## Your objective
Please copy out the text of every record below word for word, omitting the pictures.

= = = =

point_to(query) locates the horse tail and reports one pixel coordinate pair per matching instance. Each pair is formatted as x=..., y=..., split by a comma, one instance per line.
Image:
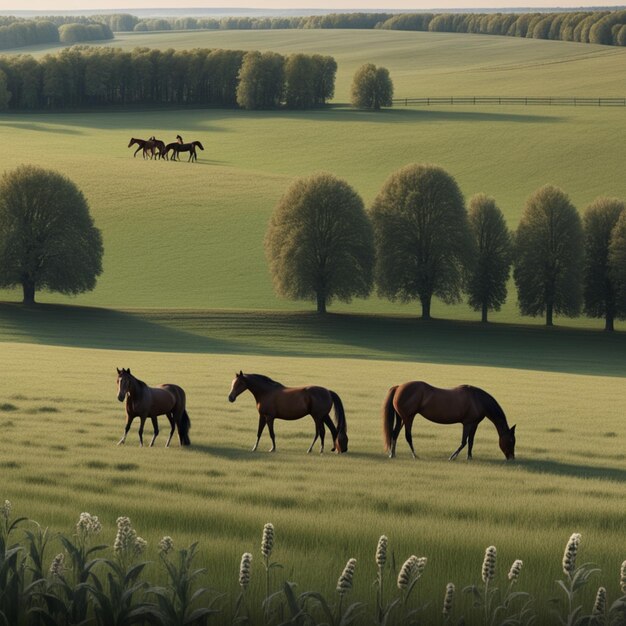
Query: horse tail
x=183, y=429
x=389, y=415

= = = =

## Exercise result
point_to(query) locates the horse tail and reports one pixel coordinate pair per matching instance. Each pair is formatted as x=..., y=..., split by a comma, one instance per line.
Image:
Query: horse tail
x=183, y=429
x=389, y=415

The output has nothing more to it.